> _ARTICLE_
Description of problem: From the upgrade from 3.7 to 3.9, the SELinux boolean container_manage_cgroup will not be enabled for the existing nodes. However, when we scale up the cluster, this boolean will be activated by default by the openshift node playbook. Version-Release number of selected component (if applicable): 3.9.40 How reproducible: On RHEL 7.4/7.5 Steps to Reproduce: 0. Check SELinux boolean container_manage_cgroup, it should not be enabled by default on all the nodes 1. Upgrade cluster from OCP 3.7 to 3.9 2. Scale up cluster 3. Check SELinux boolean container_manage_cgroup Actual results: Existing Openshift nodes do not have the SELinux boolean container_manage_cgroup enabled. New Openshift nodes have by default this SELinux boolean enabled. Expected results: Remove discrepancies between the nodes. NB: Users should have the flexibility to enable or not this boolean in the ansible inventory host file since not all of the users are using systemd containers.
Please manually set the boolean on existing nodes as a workaround.
(In reply to Scott Dodson from comment #1) > Please manually set the boolean on existing nodes as a workaround. Why wouldn't we fix this?
Hello Team, We need to change the upgrade playbook to enable the "container_manage_cgroup" boolean. Also, we should add in the documentation the remark that there is this bug going on currently. Regards, Anshul Verma
(In reply to Michael Gugino from comment #2) > (In reply to Scott Dodson from comment #1) > > Please manually set the boolean on existing nodes as a workaround. > > Why wouldn't we fix this? Because we didn't break it and the problem can be introduced entirely outside of the installer. You `yum upgrade` your selinux policy and now your cluster is broken without any involvement of openshift-ansible. If you have time to fix it in the upgrade go for it, please make sure it's addressed in 3.10 too.

> _SHORT TASK 1_
Decide whether each statement agrees with the SELinux thread above, answering yes or no and quoting the words of the thread that settle it. (a) After the upgrade from 3.7 to 3.9, existing nodes have the boolean container_manage_cgroup enabled. (b) Setting the boolean by hand on existing nodes is offered as a workaround. (c) One reply says a selinux policy upgrade through yum can break the cluster without openshift-ansible being involved.
> _SHORT TASK 2_
Carry the SELinux thread above forward, picking up after its final reply.

> _RAW RECORDS_

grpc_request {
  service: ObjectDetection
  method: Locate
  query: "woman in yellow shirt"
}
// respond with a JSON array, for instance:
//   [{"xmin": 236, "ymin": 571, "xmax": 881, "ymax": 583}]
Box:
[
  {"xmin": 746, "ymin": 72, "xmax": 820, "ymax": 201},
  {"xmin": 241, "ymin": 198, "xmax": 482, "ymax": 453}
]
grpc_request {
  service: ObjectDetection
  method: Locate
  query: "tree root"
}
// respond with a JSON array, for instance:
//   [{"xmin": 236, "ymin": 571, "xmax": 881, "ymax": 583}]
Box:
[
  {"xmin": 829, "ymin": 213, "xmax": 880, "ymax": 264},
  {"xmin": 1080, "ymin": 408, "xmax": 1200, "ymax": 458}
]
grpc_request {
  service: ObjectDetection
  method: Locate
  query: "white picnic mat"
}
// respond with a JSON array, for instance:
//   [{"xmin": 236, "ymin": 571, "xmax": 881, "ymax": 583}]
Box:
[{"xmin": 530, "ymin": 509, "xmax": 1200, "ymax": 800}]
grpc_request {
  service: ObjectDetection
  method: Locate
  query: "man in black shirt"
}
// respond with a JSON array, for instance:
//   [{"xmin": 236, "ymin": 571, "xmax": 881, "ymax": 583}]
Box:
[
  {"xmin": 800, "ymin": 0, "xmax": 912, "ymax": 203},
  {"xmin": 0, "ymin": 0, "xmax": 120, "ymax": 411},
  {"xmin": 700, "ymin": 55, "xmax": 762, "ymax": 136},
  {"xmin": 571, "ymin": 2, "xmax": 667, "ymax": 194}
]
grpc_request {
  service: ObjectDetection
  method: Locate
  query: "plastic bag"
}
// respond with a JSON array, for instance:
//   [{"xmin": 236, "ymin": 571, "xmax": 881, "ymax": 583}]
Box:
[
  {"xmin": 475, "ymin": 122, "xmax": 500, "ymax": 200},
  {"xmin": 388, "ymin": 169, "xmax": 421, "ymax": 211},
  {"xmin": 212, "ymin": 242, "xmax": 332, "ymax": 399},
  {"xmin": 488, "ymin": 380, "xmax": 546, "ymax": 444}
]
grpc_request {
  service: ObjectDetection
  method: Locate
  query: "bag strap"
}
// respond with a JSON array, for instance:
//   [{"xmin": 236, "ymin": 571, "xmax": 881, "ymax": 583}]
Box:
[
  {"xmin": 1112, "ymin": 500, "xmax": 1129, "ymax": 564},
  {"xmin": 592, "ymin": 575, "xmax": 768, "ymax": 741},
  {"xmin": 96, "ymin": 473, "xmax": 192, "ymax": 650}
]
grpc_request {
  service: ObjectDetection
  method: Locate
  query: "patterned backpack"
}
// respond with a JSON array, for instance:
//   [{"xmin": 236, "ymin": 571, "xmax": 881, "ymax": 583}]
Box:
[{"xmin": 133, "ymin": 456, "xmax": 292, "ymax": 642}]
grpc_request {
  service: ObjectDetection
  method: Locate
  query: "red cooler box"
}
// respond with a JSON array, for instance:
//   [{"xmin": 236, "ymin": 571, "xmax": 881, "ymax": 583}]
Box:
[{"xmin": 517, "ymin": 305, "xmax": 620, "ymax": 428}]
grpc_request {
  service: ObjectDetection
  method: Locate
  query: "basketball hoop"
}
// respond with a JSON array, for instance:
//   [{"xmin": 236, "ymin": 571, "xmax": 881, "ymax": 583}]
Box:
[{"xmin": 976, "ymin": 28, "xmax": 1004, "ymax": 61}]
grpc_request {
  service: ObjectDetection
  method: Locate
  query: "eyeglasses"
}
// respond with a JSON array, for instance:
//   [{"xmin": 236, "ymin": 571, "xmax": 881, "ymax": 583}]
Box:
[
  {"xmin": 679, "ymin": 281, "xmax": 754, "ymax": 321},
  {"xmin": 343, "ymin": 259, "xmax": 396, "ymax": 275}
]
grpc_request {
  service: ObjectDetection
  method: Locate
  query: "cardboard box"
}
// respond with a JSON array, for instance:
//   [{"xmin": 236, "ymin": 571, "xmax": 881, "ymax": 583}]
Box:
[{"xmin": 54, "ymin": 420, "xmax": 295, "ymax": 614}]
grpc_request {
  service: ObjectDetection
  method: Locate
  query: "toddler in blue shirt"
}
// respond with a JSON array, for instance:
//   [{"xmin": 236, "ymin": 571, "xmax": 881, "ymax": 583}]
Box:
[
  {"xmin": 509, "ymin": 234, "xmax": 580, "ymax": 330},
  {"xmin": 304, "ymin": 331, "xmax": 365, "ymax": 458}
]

> _EXERCISE ANSWER 1_
(a) No: "Existing Openshift nodes do not have the SELinux boolean container_manage_cgroup enabled."
(b) Yes: "Please manually set the boolean on existing nodes as a workaround."
(c) Yes: "You `yum upgrade` your selinux policy and now your cluster is broken without any involvement of openshift-ansible."

> _EXERCISE ANSWER 2_
(In reply to Scott Dodson from comment #4) > (In reply to Michael Gugino from comment #2) > > (In reply to Scott Dodson from comment #1) > > > Please manually set the boolean on existing nodes as a workaround. > > > > Why wouldn't we fix this? > > Because we didn't break it and the problem can be introduced entirely > outside of the installer. You `yum upgrade` your selinux policy and now your > cluster is broken without any involvement of openshift-ansible. > > If you have time to fix it in the upgrade go for it, please make sure it's > addressed in 3.10 too. Yeah, we're in a tough spot. This seems like one of those problems that we have to be quite reactive to as it's certainly nothing the users are doing to break themselves other than properly patching their hosts (which should be encouraged). I will try to take this on.
PR Created in master: https://github.com/openshift/openshift-ansible/pull/9824
3.9 merged: https://github.com/openshift/openshift-ansible/pull/9832
In openshift-ansible-3.9.42-1 and later
fixed. openshift-ansible-3.9.47-1.git.0.8180c87.el7.noarch before upgrade atomic-openshift version: v3.7.68 # getsebool -a | grep container_manage_cgroup container_manage_cgroup --> off after upgrade to 3.9 openshift v3.9.47 # getsebool container_manage_cgroup container_manage_cgroup --> on This value is consistent with v3.9 fresh install now.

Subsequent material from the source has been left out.